■ **DOCUMENT SECTION**:
Nick's reactions to danger are always some kind of preposterous stumbling panic leading into extreme violence. Nothing in the game
feels violent, the tone is confused, detached, kind of bad-comedy awkwardness. But he's always killing people in response to these situations in which he demonstrates no serious resolve of any kind. Which creates a very strange feeling as you go. This guy was obviously written by people uncomfortable with violence. The whole game could have been light and vapid to work around that, but the vestigial moral weight and general moral framing of Dead Rising 1 for whatever reason died hard. The game's bosses (primary "human" enemies) are associated with "sins". What does "sin" mean to Capcom Vancouver? Obviously it's just a vapid gimmick. They feel a vague responsibility to put a moral dimension in their story. It comes out as a series of rotely produced labels. "
uhhh, this guy was... angry... so Nick is going to stumble into his house, accidentally piss him off, then spend five minutes braining him with a double-sword-axe contraption. This is what it means to be serious. We believe we are a more serious culture than Japan (2013 remember)."
Nick Ramos is just a weak, humourless, void of a character spawned by a weak, humourless, void of a production. A product of a weak, humourless, void of a culture (Canada in 2013). This was set up to go very badly.
Another Obamagimmick to this game that I
liked, is that there's another character in the plot who is his own character for playing co-op. I played this game with a friend (wouldn't have made it otherwise) and had a fun time playing as him. The dueteragonist, Dick, looks like Nick but Blonde, and has a minor role in
some cutscenes that he's canonically present for. And while his presence is very thin, from what we see of him he's kind of a snarky asshole. And in those comments he gives off more of an impression of a real human inner life than Nick does across the whole game. Under these circumstances the general spirit of light negativity feels like a ray of something approaching humanity piercing through a dead overcast cover of Obama anticulture. Even then, Good God don't play the game for Dick. He's barely even a character. Just saying that because he's so light they felt no need to distort or mess with him and gave him a stock basic
type casting, which makes him feel like a better human foundation for a story than the actual protagonist who gets all the screentime.
If there's any fun in this game it's playing with a friend and dressing Nick and Dick like psychopaths while you blow things up for a while. I wrote all of this, so you can clearly see that my negative reaction to Nick Ramos means a lot to me. Is he my most hated protagonist? Well he's the one I immediately felt I could produce a wall of negativity on for your pleasure.

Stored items
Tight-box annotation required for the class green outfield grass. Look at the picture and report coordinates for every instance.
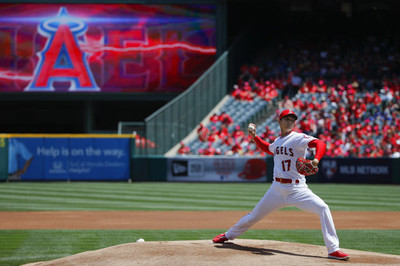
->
[0,182,400,211]
[0,182,400,265]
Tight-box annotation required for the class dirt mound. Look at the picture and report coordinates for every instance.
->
[26,239,400,266]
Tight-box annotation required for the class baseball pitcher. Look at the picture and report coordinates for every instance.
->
[213,109,349,260]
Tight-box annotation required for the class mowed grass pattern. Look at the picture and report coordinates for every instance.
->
[0,182,400,265]
[0,182,400,211]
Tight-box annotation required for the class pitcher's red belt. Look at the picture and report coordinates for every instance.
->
[274,177,300,184]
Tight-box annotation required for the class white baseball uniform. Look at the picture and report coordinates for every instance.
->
[225,131,339,253]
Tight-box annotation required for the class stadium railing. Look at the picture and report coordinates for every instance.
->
[145,51,228,155]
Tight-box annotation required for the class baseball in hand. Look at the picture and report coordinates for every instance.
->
[248,123,256,134]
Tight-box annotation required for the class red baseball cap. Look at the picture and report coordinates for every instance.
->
[279,109,297,120]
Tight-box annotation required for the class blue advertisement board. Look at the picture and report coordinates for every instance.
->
[8,137,130,181]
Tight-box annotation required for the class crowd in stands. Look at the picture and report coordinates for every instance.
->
[178,34,400,157]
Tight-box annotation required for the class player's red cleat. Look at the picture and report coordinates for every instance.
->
[213,233,228,243]
[328,250,350,260]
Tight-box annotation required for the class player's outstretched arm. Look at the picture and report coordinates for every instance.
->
[308,139,326,166]
[247,123,274,155]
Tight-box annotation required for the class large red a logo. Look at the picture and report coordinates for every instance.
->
[25,7,100,91]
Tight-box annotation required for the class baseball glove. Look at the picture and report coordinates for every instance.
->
[296,157,318,176]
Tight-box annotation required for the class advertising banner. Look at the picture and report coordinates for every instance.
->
[8,137,130,181]
[0,3,217,93]
[319,158,393,184]
[167,156,267,182]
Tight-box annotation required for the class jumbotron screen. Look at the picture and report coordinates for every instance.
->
[0,4,216,93]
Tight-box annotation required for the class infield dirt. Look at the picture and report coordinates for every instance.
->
[0,211,400,266]
[22,239,400,266]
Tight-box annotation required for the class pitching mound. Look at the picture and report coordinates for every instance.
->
[27,239,400,266]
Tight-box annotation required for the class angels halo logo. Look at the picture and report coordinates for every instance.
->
[322,160,337,179]
[24,7,100,91]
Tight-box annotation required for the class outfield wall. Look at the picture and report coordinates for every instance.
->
[0,134,400,184]
[0,134,135,181]
[131,156,400,184]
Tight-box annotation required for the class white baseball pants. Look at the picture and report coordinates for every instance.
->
[225,181,339,253]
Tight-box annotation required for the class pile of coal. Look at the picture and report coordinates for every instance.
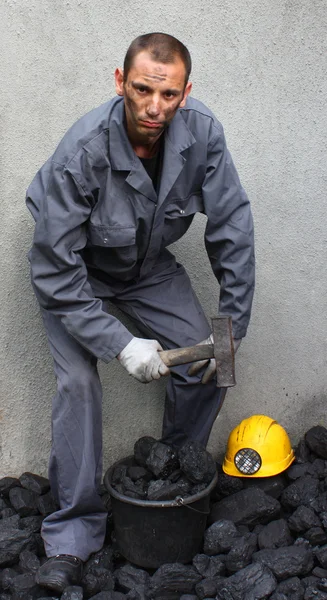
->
[111,436,217,501]
[0,426,327,600]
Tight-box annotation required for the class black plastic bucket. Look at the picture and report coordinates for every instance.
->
[104,457,218,569]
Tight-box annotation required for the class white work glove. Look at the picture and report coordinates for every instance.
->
[188,334,242,383]
[117,337,170,383]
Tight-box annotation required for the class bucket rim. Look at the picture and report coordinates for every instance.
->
[103,455,218,508]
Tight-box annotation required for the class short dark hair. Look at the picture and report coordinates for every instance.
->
[124,32,192,84]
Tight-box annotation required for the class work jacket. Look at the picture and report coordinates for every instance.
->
[27,97,254,362]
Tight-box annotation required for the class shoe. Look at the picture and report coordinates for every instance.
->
[35,554,83,592]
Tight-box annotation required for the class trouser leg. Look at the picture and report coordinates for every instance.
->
[114,258,225,445]
[42,311,106,560]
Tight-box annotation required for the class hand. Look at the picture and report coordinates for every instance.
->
[117,337,170,383]
[188,334,242,384]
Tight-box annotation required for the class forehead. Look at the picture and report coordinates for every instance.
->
[127,50,185,88]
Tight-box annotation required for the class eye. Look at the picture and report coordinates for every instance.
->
[136,85,147,94]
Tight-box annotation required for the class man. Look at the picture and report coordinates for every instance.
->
[27,33,254,591]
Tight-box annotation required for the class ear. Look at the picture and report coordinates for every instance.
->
[179,81,192,108]
[115,69,124,96]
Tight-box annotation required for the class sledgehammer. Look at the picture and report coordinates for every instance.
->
[160,316,236,388]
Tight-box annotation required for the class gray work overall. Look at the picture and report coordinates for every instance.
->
[27,98,254,560]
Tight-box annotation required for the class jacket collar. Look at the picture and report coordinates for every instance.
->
[109,98,196,204]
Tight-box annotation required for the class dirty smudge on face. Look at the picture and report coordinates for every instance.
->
[123,52,192,148]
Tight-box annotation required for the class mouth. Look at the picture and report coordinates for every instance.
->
[140,120,163,129]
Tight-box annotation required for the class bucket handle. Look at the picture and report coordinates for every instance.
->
[175,496,210,515]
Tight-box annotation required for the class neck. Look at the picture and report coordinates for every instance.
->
[130,134,162,158]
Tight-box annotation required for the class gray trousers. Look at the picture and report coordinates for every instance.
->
[42,258,225,561]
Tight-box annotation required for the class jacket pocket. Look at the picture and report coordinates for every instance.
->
[87,223,136,250]
[165,192,204,219]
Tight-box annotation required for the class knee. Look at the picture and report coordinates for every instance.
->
[58,366,100,398]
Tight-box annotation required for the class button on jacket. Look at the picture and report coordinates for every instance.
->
[27,97,254,362]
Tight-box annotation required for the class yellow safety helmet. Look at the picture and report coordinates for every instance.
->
[223,415,295,477]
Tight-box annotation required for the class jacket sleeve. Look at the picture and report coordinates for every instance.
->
[26,161,133,362]
[202,123,255,339]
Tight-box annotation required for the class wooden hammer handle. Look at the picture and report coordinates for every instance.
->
[159,344,214,367]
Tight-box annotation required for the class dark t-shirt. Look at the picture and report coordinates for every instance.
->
[139,136,164,192]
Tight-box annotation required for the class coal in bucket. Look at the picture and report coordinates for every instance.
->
[104,457,218,569]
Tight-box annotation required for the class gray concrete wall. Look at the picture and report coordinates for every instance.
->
[0,0,327,475]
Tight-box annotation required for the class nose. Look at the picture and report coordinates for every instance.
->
[147,96,160,117]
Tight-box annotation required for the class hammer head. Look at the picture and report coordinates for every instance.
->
[211,315,236,387]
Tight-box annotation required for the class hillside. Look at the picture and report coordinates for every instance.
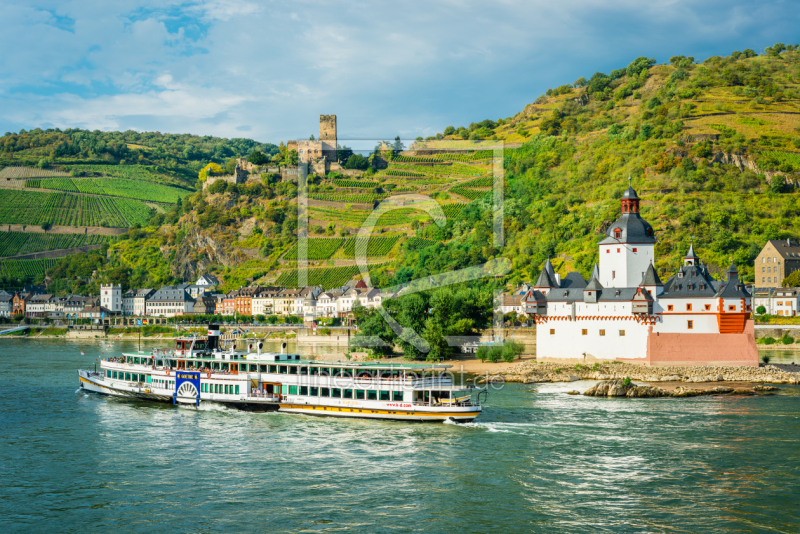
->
[18,45,800,296]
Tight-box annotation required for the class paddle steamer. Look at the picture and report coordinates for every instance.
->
[78,325,486,422]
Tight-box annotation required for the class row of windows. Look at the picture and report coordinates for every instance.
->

■ **EXERCISE**: Reproduce word for word everything in the review from "Nick Ramos is" down to "go very badly.". The rows come from a separate source and are unrelated to the review.

■ **RESPONSE FOR THIS EXERCISE**:
Nick Ramos is just a weak, humourless, void of a character spawned by a weak, humourless, void of a production. A product of a weak, humourless, void of a culture (Canada in 2013). This was set up to go very badly.